Please pick out every line in the material below that holds the word "collar" and copy each of those lines.

→ INPUT RECORDS:
<<<<
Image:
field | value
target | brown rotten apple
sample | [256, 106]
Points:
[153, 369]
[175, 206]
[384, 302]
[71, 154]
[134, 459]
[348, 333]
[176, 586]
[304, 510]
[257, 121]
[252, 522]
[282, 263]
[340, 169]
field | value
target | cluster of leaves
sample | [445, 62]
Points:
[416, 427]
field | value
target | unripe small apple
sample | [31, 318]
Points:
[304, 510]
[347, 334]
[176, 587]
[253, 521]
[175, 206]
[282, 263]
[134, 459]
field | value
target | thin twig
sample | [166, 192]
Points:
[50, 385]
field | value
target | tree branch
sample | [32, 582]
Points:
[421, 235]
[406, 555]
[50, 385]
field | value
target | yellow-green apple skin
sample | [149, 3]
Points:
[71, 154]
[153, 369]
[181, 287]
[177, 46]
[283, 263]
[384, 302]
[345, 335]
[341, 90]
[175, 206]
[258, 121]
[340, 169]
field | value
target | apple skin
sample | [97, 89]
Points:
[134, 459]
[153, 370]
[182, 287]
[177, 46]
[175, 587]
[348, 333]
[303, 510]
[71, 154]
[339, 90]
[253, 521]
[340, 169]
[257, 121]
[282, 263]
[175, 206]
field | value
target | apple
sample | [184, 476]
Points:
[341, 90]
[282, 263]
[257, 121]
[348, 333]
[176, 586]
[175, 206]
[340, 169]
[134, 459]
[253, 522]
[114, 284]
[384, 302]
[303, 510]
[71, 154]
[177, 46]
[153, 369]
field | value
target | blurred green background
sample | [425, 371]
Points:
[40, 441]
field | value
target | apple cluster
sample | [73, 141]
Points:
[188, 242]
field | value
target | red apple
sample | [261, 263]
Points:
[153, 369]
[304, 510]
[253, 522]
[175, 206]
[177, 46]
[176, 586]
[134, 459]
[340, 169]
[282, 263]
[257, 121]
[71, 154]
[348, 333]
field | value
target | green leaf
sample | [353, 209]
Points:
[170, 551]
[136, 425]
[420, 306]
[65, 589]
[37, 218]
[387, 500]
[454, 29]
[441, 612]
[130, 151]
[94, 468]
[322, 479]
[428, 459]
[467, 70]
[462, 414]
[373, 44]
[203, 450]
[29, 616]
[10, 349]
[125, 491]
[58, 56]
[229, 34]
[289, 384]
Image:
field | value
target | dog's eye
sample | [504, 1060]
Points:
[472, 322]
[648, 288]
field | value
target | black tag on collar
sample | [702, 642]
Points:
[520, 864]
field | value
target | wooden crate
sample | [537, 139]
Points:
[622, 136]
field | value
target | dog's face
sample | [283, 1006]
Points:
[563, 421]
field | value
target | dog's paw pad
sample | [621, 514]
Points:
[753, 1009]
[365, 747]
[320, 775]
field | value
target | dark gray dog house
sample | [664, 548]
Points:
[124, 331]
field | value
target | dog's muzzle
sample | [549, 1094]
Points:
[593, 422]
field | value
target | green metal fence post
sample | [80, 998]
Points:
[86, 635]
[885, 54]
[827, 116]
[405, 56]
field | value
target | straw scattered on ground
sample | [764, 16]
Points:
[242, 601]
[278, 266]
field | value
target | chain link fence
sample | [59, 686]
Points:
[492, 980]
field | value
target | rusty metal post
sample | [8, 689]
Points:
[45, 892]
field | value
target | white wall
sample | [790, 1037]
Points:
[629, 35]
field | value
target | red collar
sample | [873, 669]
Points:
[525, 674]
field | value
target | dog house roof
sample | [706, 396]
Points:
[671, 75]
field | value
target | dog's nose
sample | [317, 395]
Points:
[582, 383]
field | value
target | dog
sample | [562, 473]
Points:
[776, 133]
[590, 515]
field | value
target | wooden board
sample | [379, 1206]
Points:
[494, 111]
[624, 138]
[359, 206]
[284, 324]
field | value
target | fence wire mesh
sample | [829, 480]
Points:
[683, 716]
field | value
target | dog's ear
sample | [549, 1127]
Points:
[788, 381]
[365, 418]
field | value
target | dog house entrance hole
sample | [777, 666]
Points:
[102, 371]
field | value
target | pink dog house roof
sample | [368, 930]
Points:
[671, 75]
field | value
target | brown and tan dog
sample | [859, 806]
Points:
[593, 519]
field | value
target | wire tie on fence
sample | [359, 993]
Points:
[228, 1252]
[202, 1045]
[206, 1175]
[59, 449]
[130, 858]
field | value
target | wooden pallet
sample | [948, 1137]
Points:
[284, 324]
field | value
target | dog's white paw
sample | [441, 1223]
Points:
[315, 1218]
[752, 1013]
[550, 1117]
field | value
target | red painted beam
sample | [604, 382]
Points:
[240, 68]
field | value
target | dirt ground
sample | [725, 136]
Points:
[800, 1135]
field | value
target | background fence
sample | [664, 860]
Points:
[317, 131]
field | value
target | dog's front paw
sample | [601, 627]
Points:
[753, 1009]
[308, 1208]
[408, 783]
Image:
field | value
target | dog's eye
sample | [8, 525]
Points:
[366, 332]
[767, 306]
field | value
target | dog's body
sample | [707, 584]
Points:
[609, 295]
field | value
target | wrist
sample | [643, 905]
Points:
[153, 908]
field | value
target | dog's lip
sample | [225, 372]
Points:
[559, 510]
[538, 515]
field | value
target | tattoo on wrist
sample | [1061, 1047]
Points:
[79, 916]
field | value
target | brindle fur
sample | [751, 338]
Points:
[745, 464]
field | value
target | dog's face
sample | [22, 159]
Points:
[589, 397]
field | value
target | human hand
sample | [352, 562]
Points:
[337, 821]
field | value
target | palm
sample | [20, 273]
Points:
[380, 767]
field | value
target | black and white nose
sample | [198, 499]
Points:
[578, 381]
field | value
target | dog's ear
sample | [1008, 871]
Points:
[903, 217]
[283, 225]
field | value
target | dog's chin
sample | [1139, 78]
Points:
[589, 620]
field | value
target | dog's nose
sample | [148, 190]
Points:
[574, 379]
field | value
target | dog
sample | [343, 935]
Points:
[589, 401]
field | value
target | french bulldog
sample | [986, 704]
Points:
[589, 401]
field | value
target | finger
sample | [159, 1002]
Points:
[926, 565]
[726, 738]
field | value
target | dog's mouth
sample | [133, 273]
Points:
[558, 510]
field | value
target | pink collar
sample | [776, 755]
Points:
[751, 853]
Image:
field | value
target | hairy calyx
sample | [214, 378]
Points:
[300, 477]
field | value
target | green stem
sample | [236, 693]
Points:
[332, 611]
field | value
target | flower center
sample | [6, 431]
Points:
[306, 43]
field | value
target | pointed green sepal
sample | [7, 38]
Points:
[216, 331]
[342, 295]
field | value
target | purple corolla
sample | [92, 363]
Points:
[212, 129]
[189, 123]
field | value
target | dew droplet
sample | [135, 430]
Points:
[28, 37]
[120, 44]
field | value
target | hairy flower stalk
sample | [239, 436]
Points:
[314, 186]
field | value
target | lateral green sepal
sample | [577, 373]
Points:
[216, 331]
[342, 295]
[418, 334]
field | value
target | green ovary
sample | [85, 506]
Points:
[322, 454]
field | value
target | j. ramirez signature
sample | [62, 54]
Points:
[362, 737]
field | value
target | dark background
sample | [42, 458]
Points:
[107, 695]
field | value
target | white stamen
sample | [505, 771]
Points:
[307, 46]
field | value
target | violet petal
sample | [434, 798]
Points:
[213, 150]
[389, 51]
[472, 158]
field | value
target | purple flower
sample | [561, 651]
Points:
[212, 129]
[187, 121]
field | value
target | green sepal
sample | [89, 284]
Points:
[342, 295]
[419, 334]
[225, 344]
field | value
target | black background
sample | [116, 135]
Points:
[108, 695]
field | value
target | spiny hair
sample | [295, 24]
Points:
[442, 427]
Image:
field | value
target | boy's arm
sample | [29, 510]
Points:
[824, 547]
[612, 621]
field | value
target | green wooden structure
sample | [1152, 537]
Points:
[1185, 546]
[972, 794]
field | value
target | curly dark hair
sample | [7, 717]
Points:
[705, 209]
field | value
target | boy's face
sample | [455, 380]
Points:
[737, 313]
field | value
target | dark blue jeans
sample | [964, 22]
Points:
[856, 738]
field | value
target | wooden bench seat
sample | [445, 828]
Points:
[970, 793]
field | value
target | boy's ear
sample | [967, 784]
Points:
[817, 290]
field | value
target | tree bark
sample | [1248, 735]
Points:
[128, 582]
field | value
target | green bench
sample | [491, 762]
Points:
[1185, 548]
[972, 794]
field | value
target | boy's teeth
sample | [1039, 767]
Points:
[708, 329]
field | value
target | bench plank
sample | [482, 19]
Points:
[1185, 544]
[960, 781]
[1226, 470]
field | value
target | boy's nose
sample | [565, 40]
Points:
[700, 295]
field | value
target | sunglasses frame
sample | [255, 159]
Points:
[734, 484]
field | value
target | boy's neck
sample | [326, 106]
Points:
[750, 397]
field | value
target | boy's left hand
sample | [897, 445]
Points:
>>>>
→ RESPONSE FOR THIS EXERCISE:
target | black tag on collar
target | red collar
target | pink collar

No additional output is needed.